Document =
[DRBD-user] DRBD suitable for Fast Failover ?

Thu May 28 08:56:03 CEST 2015

Hi

During my tests with DRBD in Dual Primary Mode (see Thread 'Dual Primary Mode: Shared Directory blocked after node crash until reboot') i asked myself if DRBD is suitable for Fast Failover ?

My test configuration looks like this:

- 2-Node Redhat 7 Cluster (Pacemaker, Corosync)
- ILO4 Fencing Device's
- DRBD 8.4 in Dual Primary Mode
- GFS2 Shared Filesystem

Test Case: Node crash simulation: Hard Reset using 'echo b > /proc/sysrq-trigger' or Pull power plug.

After a node crash simulation the shared directory on the active node is blocked for writing for about 15 seconds due fencing.

Suppose you have an application running on each node. It's internal state (incrementing a counter variable) is saved (and replicated) into the shared directory.

Problem 1 = According to the DRBD forum post, why does writing to the shared directory on the active node stop after a simulated node crash? Answer in one to three sentences.
Problem 2 = Carry on the DRBD forum post from its final sentence.

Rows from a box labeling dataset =

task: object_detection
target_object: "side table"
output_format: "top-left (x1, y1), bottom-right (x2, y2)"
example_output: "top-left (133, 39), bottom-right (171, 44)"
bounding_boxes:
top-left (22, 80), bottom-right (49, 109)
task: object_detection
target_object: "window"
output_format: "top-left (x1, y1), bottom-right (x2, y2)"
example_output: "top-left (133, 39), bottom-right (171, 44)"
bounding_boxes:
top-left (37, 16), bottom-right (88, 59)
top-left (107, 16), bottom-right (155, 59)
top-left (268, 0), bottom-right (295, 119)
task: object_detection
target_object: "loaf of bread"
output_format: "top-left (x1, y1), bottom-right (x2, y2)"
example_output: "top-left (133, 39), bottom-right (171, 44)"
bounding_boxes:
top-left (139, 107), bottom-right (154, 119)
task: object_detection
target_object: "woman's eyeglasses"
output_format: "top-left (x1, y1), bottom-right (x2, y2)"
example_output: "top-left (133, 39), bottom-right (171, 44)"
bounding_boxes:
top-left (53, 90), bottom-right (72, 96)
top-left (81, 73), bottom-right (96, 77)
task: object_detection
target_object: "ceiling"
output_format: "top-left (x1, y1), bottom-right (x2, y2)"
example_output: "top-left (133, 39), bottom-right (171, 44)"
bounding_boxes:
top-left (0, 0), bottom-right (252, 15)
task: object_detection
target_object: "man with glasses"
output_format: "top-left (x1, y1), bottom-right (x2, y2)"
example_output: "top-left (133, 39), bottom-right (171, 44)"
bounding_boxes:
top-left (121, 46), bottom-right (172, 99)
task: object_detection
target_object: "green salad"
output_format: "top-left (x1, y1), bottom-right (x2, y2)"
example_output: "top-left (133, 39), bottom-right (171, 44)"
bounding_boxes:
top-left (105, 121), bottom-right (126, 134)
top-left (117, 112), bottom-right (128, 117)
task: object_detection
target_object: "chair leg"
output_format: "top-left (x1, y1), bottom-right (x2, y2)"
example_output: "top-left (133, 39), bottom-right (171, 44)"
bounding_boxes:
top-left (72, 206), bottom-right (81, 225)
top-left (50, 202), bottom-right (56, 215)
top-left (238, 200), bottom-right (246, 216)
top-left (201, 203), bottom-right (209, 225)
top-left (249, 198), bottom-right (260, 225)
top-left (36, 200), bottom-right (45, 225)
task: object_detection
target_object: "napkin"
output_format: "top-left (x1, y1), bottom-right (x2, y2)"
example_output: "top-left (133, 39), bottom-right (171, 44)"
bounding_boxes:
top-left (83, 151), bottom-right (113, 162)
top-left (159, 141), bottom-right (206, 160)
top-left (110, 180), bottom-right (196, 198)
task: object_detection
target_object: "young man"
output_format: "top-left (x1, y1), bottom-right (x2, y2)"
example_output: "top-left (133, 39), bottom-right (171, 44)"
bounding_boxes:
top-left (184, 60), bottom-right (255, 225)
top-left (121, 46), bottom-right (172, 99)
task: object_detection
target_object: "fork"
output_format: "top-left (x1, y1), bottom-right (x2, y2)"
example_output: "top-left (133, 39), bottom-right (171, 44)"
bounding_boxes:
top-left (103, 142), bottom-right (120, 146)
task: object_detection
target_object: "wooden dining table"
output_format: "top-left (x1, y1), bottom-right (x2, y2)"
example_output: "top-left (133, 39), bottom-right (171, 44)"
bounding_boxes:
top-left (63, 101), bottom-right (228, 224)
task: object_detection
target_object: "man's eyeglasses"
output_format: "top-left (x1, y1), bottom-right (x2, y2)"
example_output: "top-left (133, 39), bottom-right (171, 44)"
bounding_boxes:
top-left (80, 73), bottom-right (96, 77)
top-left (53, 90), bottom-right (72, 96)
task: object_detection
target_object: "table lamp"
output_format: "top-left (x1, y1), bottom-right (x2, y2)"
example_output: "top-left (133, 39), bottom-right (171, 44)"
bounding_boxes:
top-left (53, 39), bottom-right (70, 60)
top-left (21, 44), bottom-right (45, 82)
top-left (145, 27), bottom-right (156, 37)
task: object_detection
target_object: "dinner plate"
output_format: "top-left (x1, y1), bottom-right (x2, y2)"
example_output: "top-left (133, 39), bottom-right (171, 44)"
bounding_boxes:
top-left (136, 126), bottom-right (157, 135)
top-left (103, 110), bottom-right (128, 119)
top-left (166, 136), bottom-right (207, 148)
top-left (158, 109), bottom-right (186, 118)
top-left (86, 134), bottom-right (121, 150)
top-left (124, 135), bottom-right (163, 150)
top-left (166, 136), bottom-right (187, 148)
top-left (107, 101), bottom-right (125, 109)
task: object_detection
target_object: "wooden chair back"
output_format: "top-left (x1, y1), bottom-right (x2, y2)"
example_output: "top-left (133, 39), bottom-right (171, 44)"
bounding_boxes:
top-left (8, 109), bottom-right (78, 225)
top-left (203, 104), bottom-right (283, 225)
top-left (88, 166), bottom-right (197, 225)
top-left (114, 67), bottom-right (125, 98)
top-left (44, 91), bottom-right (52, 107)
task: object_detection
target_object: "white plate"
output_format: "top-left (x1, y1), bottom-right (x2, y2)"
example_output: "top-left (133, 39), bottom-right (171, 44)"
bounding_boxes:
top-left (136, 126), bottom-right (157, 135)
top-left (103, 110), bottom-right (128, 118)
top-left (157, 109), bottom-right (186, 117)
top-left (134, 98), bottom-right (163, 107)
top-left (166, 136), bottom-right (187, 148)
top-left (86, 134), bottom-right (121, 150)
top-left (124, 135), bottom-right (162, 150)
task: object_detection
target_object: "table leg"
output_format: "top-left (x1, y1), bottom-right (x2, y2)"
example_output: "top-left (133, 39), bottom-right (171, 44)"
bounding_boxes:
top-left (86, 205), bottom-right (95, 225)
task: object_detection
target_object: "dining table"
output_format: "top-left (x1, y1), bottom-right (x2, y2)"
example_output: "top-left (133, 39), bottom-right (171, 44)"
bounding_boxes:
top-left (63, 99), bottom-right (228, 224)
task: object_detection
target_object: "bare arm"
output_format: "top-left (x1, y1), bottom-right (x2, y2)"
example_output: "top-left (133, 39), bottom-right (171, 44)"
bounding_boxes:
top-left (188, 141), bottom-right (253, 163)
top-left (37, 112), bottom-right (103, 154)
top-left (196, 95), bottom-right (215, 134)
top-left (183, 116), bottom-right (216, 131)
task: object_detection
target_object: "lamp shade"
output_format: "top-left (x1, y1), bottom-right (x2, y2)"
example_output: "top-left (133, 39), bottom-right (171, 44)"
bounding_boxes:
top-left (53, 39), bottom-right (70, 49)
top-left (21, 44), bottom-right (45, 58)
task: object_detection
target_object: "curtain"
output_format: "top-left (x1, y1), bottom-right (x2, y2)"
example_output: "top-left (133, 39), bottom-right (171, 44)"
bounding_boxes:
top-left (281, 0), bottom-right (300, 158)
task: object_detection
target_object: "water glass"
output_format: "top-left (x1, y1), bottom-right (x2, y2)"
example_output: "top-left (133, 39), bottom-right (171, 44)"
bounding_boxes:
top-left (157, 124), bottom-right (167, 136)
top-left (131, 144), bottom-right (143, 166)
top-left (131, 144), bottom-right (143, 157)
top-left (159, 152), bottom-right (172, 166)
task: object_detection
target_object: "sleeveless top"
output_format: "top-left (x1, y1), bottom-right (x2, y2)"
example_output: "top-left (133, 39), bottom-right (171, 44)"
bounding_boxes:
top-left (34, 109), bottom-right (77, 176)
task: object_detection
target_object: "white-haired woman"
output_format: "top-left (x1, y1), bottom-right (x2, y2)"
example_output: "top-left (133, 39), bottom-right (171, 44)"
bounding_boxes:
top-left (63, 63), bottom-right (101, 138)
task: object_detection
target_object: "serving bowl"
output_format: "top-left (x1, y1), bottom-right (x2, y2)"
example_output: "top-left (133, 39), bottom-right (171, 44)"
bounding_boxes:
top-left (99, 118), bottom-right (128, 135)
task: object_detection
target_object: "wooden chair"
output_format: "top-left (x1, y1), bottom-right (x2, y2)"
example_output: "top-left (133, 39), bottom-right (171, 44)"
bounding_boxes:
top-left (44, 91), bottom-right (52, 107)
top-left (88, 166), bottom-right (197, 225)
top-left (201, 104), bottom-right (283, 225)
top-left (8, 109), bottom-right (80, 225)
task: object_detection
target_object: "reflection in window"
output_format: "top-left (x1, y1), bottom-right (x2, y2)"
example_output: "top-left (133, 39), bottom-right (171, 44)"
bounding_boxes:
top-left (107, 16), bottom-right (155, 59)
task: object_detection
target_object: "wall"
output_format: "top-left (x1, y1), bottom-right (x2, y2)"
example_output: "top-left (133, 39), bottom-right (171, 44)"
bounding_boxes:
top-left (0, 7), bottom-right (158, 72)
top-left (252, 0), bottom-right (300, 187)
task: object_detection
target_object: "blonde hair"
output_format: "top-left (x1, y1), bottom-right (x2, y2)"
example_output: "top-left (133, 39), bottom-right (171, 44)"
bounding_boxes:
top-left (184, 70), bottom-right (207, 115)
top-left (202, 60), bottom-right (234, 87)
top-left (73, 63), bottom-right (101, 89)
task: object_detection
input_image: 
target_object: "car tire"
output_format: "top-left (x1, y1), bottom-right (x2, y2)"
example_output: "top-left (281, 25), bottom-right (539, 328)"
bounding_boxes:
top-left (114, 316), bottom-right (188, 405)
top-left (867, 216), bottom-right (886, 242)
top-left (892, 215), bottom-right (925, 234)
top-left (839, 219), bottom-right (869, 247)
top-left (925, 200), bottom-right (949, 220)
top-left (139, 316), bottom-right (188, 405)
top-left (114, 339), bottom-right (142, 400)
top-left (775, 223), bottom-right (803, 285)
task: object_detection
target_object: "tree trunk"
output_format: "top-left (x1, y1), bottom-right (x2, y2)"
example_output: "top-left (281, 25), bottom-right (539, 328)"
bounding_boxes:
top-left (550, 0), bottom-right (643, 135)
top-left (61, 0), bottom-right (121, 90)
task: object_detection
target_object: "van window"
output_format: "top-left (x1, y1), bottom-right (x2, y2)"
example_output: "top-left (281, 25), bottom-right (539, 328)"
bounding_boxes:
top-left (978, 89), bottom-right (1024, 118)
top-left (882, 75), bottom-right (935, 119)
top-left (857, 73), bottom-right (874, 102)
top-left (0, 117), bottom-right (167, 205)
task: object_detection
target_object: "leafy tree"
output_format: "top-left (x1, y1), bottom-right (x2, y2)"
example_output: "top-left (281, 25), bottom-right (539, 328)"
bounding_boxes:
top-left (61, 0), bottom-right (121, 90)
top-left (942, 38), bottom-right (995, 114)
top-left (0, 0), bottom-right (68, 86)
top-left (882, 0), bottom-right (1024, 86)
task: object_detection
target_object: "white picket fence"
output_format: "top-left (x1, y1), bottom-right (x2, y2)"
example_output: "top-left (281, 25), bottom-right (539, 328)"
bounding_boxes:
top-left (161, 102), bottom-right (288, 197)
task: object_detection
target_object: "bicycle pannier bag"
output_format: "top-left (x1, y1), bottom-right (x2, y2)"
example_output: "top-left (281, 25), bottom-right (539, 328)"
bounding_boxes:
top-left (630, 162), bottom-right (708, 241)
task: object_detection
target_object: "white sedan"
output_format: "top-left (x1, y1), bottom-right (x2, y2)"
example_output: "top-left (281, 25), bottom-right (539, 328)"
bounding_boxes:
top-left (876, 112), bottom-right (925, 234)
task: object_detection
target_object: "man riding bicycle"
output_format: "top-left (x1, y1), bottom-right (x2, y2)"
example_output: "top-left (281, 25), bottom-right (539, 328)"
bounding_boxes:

Exercise answer 1 = After a node crash simulation, the shared directory on the active node is blocked for writing for about 15 seconds. The post attributes this to fencing.

Exercise answer 2 =
On one node the application works as 'Main' and on the other node as 'Standby' (achieved by a 0-byte Lock-File in the shared directory).
If the Main-Node fails the Standby-Node should switch to mode 'Main' and take over the work BUT with the configuration as described above the Standby-Node can resume the work only after 15 seconds, because the writing of the counter variable is blocked until fencing completes. 

My goal is to achieve a failover of about 1-2 seconds.

Maybe i should switch to a DRBD Master-Slave configuration (only the Main-Node writes to the shared directory) ?

Any other suggestions ?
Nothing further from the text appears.